本文:
========

誰も逃れられない「昼食後睡魔」の理由(えんがわ劇場 第218号)

毎日、昼食後に眠気を感じる人は少なくないはずです。一般的にこの理由は「食後は消化のために胃に血流が集中し、脳の血流が低下するため」と理解されているようです。

もしその通りならば、朝食後や夕食後にも同様の眠気に襲われてしかるべきです。しかし、そのような訴えを耳にすることはほとんどありません。そもそも毎食後に眠くなるようでは日常生活に支障が出てしまうでしょう。この昼食後の眠気がなぜ生じるのかをお話ししたいと思います。

2017年にノーベル医学生理学賞をアメリカ人研究者3人が受賞しました。そのテーマは「概日リズムを制御する分子メカニズムの発見」でした。「概日リズム」とは、生物が体内に備えている時間測定機能(体内時計)によって、日常生活が約24時間周期に規定されることです。

この体内時計の仕組みにより、ヒトは昼間活動し、夜間は睡眠で休息をとり、それに応じて臓器などの活動もリズムが保たれています。

実はこの体内時計をより詳しく調べていくと、ヒトの覚醒レベルは朝の起床直後から急上昇し、昼前に右肩下がりに低下していきます。そして、午後2~3時ぐらいに覚醒レベルが最も低くなります。その後、再び夜に向けて覚醒レベルが上昇し、午後9時前後を境に再び低下していきます。

つまり体内時計の働きで、昼食後の午後2~3時は誰もが眠くなってしまう時間なのです。

もう一つ、昼食後に眠くなる科学的な理由があります。それは日本人の研究者が1990年代後半に発見した「オレキシン」という脳内神経伝達物質の一種が関係しています。

========

提供資料:

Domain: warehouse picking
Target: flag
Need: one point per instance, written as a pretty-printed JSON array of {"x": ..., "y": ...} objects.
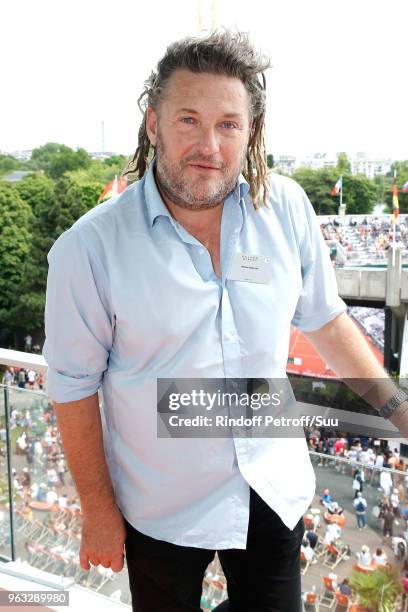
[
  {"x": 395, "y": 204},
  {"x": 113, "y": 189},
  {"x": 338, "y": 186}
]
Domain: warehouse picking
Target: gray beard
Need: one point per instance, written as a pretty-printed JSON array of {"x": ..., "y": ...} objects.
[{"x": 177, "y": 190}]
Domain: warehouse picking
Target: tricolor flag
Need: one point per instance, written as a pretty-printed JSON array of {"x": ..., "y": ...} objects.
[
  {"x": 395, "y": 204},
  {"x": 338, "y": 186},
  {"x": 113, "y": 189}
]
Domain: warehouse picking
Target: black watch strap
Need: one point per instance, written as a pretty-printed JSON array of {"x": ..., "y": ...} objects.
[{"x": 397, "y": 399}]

========

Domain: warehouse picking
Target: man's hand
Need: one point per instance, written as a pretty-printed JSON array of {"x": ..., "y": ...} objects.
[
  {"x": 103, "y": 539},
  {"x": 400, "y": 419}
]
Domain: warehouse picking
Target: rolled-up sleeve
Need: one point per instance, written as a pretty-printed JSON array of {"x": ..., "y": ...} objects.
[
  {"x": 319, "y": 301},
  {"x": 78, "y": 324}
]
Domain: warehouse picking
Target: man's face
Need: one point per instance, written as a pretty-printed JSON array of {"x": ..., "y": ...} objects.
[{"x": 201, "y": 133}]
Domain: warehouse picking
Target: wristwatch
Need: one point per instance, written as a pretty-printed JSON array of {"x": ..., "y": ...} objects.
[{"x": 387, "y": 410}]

========

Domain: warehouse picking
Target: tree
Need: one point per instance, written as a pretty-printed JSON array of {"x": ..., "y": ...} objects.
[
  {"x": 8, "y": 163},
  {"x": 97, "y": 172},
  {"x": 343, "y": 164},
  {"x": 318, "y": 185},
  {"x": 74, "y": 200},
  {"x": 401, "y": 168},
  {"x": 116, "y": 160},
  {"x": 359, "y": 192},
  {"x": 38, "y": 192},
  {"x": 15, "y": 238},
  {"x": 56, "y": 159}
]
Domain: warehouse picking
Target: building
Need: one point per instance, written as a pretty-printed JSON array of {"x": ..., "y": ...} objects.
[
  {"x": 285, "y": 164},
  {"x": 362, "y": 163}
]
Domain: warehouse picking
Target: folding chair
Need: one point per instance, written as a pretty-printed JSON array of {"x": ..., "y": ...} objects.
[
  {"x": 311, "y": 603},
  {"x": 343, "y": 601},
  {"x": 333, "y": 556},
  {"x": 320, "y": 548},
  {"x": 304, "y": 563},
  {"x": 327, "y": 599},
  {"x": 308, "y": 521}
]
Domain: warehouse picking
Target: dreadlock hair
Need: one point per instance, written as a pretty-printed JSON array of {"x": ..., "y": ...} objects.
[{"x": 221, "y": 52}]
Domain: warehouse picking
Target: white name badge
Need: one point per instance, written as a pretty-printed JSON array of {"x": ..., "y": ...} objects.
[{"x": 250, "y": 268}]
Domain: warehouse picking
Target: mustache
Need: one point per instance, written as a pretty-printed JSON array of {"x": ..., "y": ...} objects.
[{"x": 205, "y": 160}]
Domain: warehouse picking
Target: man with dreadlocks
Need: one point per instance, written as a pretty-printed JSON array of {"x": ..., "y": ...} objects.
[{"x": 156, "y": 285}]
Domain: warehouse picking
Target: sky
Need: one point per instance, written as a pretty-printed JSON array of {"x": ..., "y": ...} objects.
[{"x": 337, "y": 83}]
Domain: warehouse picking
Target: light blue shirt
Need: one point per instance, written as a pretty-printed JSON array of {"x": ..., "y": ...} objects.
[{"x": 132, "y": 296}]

========

必要な作業 A:
本文に基づき、次の問いに答えてください。
(i) 2017年のノーベル医学生理学賞のテーマは何か。
(ii) 覚醒レベルが最も低くなるのは何時ごろか。
(iii) 「オレキシン」は、誰がいつ発見したか。
必要な作業 B:
次の各記述が本文と一致するかを判定し、根拠となる本文の語句を引用してください。
(i) 一般的な理解では、食後は脳の血流が低下するので眠くなるとされている。
(ii) 2017年のノーベル医学生理学賞は日本人研究者3人が受賞した。
(iii) 夜に向けて上昇した覚醒レベルは、午後9時前後を境に再び低下する。
項目は参照しなくてかまいません。

最終回答 A:
(i) 「概日リズムを制御する分子メカニズムの発見」
(ii) 午後2~3時ぐらい
(iii) 日本人の研究者が1990年代後半に発見した

最終回答 B:
(i) はい。「食後は消化のために胃に血流が集中し、脳の血流が低下するため」
(ii) いいえ。「2017年にノーベル医学生理学賞をアメリカ人研究者3人が受賞しました」
(iii) はい。「午後9時前後を境に再び低下していきます」